Goal of the exercise> Go through the material line by line and copy each one with the word "portrait".

Entries shown>
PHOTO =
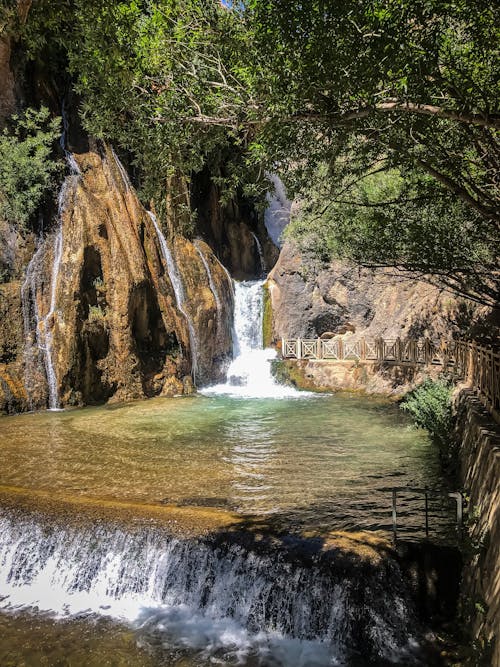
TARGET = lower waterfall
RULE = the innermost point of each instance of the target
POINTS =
(249, 374)
(210, 594)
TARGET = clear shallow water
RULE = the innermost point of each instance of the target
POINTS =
(315, 462)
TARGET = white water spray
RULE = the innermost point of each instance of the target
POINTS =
(210, 597)
(178, 287)
(277, 214)
(249, 374)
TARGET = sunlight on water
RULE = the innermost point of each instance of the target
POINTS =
(315, 462)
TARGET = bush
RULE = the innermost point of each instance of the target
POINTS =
(430, 406)
(27, 170)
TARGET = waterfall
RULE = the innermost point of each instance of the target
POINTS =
(121, 169)
(178, 288)
(213, 288)
(261, 253)
(249, 374)
(277, 214)
(291, 607)
(41, 343)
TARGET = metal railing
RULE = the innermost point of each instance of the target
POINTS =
(427, 493)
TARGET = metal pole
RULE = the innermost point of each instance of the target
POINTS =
(394, 515)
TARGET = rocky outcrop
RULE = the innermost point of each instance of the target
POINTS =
(106, 306)
(309, 300)
(235, 230)
(12, 391)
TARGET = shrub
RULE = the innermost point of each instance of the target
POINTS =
(430, 406)
(27, 170)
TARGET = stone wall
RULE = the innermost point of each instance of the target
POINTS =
(479, 440)
(370, 377)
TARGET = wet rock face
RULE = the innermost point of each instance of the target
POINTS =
(12, 393)
(115, 329)
(209, 302)
(235, 231)
(7, 78)
(311, 300)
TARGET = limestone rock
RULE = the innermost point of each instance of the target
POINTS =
(310, 300)
(116, 330)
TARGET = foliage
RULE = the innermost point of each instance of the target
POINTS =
(430, 407)
(387, 219)
(324, 93)
(404, 87)
(141, 69)
(27, 169)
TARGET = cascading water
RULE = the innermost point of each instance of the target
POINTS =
(261, 253)
(178, 288)
(291, 609)
(41, 342)
(277, 214)
(213, 288)
(249, 374)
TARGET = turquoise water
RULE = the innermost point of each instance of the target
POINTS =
(320, 461)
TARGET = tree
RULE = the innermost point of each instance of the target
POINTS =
(27, 169)
(313, 89)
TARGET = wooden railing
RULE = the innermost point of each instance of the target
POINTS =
(478, 366)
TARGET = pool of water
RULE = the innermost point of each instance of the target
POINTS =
(315, 462)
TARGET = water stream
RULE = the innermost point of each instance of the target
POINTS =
(38, 328)
(249, 375)
(216, 598)
(213, 288)
(178, 288)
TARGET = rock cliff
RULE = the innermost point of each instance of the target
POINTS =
(103, 305)
(309, 299)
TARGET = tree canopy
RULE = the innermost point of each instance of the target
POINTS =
(325, 93)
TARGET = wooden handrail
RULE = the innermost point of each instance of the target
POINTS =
(477, 365)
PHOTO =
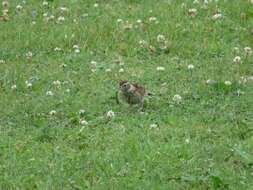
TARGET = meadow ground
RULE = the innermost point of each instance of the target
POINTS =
(60, 65)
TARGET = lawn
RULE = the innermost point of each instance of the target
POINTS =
(60, 65)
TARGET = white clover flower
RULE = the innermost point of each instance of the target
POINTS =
(61, 19)
(81, 112)
(237, 59)
(143, 43)
(49, 93)
(19, 7)
(192, 12)
(236, 50)
(94, 63)
(45, 3)
(119, 20)
(57, 49)
(152, 19)
(110, 114)
(153, 126)
(5, 3)
(83, 122)
(14, 87)
(190, 67)
(217, 16)
(64, 9)
(52, 112)
(160, 68)
(139, 21)
(210, 81)
(228, 83)
(28, 84)
(77, 50)
(250, 78)
(75, 46)
(160, 38)
(243, 80)
(56, 83)
(177, 98)
(29, 54)
(248, 50)
(239, 92)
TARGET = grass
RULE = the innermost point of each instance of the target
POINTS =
(203, 142)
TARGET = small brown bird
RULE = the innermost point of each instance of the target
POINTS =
(131, 93)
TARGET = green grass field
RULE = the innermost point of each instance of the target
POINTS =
(60, 64)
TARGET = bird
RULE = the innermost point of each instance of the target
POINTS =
(132, 93)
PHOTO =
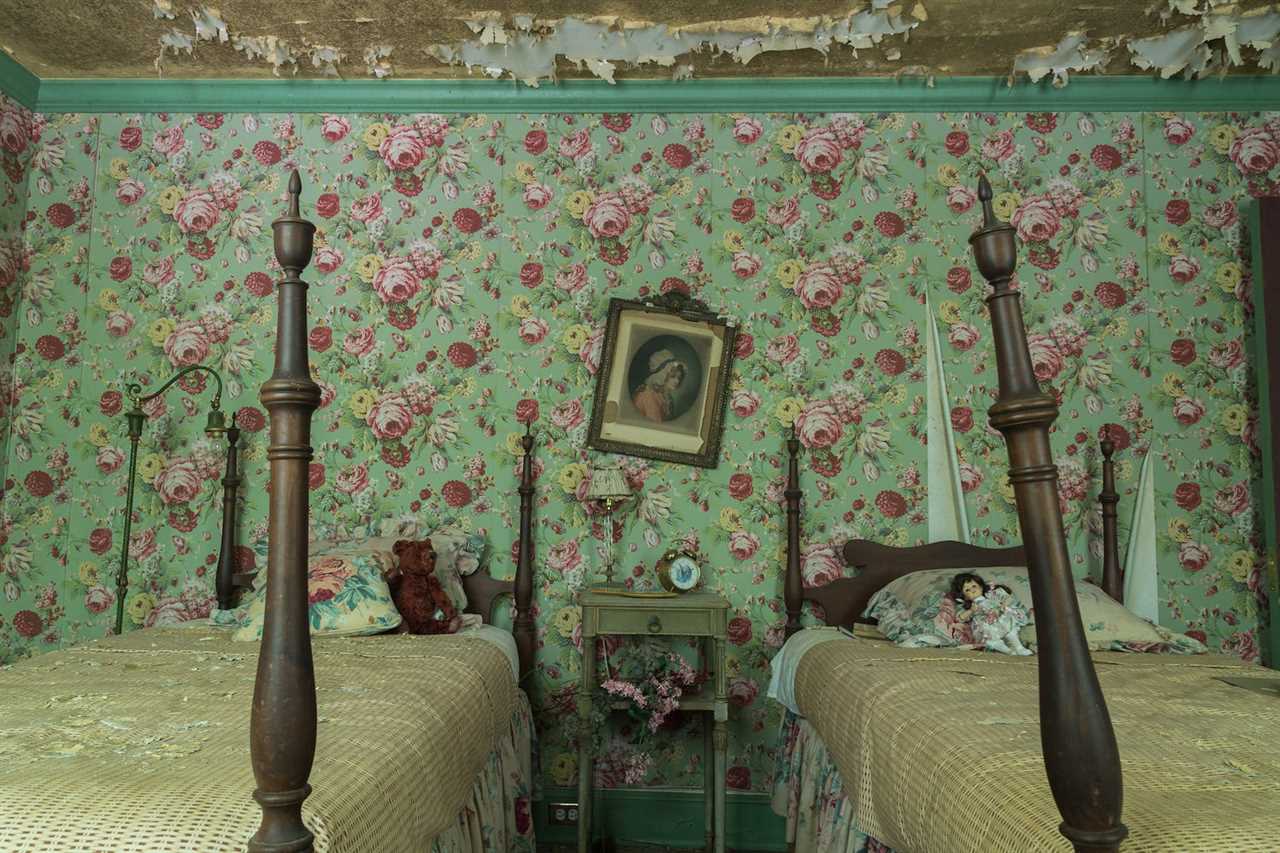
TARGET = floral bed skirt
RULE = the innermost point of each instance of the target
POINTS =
(809, 793)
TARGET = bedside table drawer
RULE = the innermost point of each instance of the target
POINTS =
(686, 623)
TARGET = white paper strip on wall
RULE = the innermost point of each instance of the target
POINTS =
(1141, 570)
(947, 516)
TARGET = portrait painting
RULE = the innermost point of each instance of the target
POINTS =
(663, 381)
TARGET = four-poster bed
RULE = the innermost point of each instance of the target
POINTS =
(900, 724)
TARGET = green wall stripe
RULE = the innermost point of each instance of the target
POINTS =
(830, 94)
(18, 82)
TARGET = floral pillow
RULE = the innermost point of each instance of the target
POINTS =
(348, 597)
(917, 610)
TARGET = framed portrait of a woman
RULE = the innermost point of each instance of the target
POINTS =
(663, 381)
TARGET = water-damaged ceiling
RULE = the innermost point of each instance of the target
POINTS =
(538, 40)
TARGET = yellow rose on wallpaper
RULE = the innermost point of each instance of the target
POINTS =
(97, 436)
(1240, 565)
(1221, 137)
(1179, 530)
(368, 267)
(1005, 204)
(789, 137)
(168, 199)
(1229, 276)
(375, 133)
(140, 607)
(361, 402)
(787, 409)
(577, 203)
(571, 475)
(159, 331)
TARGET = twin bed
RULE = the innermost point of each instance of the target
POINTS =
(945, 749)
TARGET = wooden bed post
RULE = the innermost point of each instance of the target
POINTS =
(1080, 755)
(1112, 582)
(283, 725)
(792, 588)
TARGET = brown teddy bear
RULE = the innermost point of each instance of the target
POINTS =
(416, 589)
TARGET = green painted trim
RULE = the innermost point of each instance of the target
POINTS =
(720, 95)
(17, 82)
(627, 815)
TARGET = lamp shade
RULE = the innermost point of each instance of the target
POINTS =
(607, 483)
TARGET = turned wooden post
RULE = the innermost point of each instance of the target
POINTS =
(522, 620)
(283, 726)
(1112, 580)
(792, 589)
(1080, 755)
(227, 556)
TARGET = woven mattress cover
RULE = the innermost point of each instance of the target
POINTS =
(140, 743)
(940, 749)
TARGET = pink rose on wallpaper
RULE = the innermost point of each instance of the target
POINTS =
(999, 146)
(818, 287)
(746, 129)
(1178, 131)
(784, 349)
(743, 544)
(818, 151)
(119, 323)
(1220, 214)
(1188, 411)
(368, 209)
(389, 418)
(1193, 556)
(129, 191)
(402, 149)
(533, 329)
(186, 345)
(1255, 151)
(109, 459)
(538, 196)
(334, 127)
(1183, 269)
(359, 342)
(784, 213)
(744, 402)
(177, 483)
(572, 278)
(1036, 220)
(565, 556)
(169, 141)
(818, 424)
(607, 217)
(397, 282)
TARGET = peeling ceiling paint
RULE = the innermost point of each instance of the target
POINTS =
(545, 40)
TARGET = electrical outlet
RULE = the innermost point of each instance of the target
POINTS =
(562, 813)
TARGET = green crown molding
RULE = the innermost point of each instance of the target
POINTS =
(17, 82)
(714, 95)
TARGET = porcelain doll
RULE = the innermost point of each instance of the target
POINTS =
(992, 612)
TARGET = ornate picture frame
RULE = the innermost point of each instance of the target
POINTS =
(663, 382)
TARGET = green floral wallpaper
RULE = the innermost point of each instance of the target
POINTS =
(462, 269)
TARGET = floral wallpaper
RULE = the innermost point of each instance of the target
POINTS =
(461, 276)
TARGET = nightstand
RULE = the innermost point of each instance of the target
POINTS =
(695, 615)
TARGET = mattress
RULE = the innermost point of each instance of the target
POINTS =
(938, 749)
(141, 742)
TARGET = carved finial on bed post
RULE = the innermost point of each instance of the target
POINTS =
(792, 589)
(1080, 755)
(1112, 579)
(522, 620)
(283, 724)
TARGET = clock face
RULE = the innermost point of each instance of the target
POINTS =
(684, 573)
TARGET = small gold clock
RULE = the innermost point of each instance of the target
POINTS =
(677, 570)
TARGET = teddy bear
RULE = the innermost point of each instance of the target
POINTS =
(416, 589)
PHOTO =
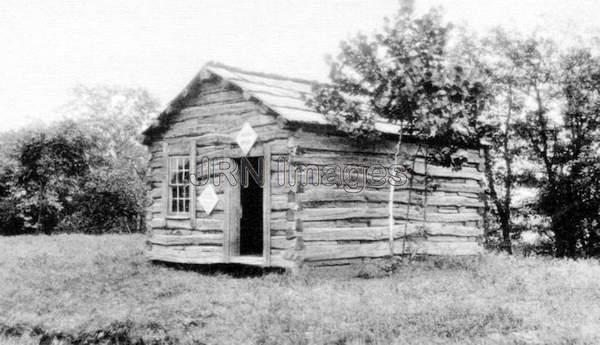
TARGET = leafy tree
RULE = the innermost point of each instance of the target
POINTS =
(113, 117)
(401, 74)
(571, 197)
(51, 166)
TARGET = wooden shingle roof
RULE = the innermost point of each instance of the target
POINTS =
(284, 96)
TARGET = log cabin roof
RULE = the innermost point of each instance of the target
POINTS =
(283, 96)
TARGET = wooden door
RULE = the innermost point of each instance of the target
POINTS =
(233, 213)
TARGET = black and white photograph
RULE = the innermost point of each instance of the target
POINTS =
(334, 172)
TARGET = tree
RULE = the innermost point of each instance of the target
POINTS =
(114, 117)
(571, 197)
(506, 61)
(401, 74)
(52, 165)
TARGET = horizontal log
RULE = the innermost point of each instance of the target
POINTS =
(382, 232)
(415, 213)
(185, 254)
(187, 240)
(327, 193)
(372, 161)
(318, 251)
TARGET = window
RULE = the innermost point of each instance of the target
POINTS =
(179, 187)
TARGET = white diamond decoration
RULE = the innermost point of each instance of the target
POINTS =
(208, 199)
(246, 138)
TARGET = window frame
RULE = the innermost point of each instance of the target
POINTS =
(180, 185)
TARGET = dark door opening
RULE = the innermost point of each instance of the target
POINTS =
(251, 197)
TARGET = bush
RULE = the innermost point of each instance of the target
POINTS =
(11, 219)
(109, 201)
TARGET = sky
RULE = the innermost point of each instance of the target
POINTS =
(48, 47)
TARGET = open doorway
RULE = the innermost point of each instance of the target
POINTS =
(251, 199)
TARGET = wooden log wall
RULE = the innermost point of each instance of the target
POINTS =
(437, 211)
(210, 122)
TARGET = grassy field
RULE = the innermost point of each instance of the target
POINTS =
(101, 289)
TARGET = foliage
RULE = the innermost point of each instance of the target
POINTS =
(109, 201)
(571, 197)
(84, 174)
(401, 74)
(51, 167)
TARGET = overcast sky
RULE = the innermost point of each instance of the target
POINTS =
(50, 46)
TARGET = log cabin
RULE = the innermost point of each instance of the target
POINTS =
(288, 213)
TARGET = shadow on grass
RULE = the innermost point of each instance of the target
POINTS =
(231, 270)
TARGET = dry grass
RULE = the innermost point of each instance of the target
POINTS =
(80, 285)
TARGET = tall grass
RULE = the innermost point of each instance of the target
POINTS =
(81, 286)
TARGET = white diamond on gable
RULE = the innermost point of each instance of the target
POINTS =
(208, 199)
(246, 138)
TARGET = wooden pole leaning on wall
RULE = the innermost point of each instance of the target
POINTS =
(267, 204)
(192, 184)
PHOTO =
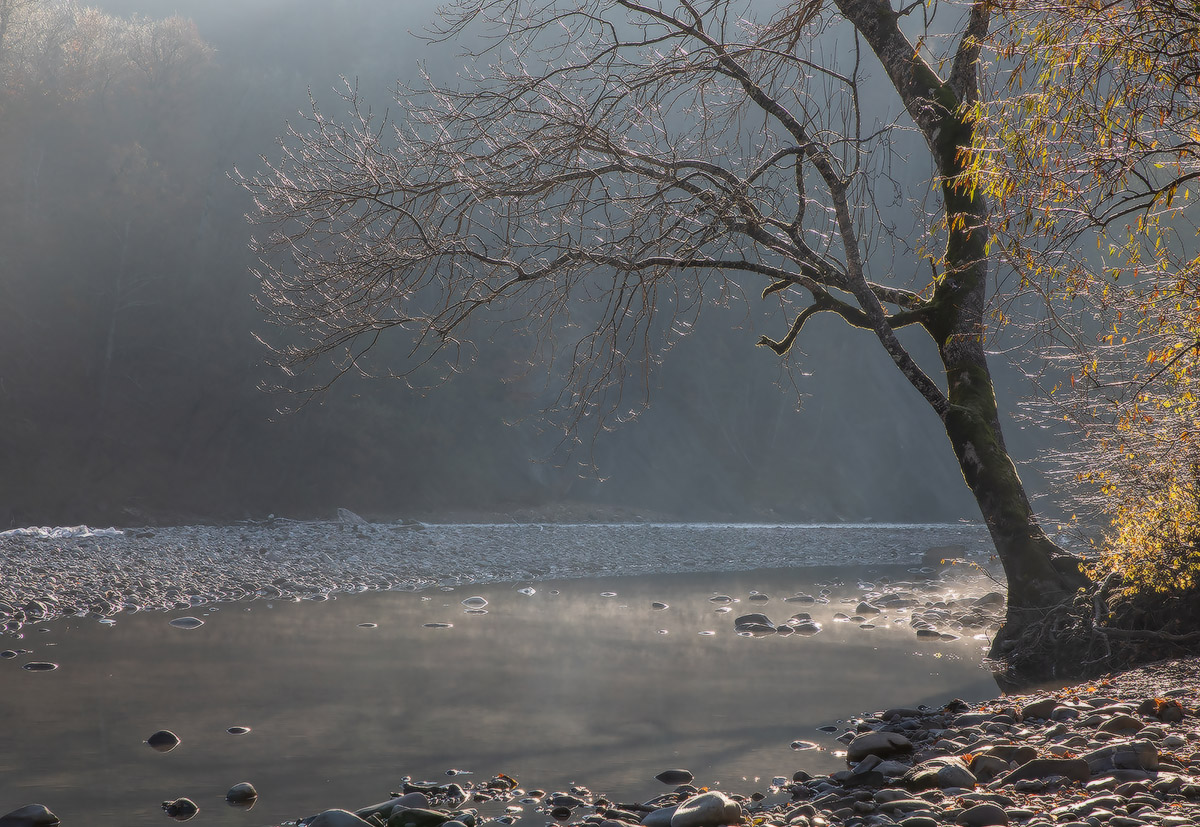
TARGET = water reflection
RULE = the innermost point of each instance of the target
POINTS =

Response area>
TARGET = portrait painting
TARGET = framed portrait of a woman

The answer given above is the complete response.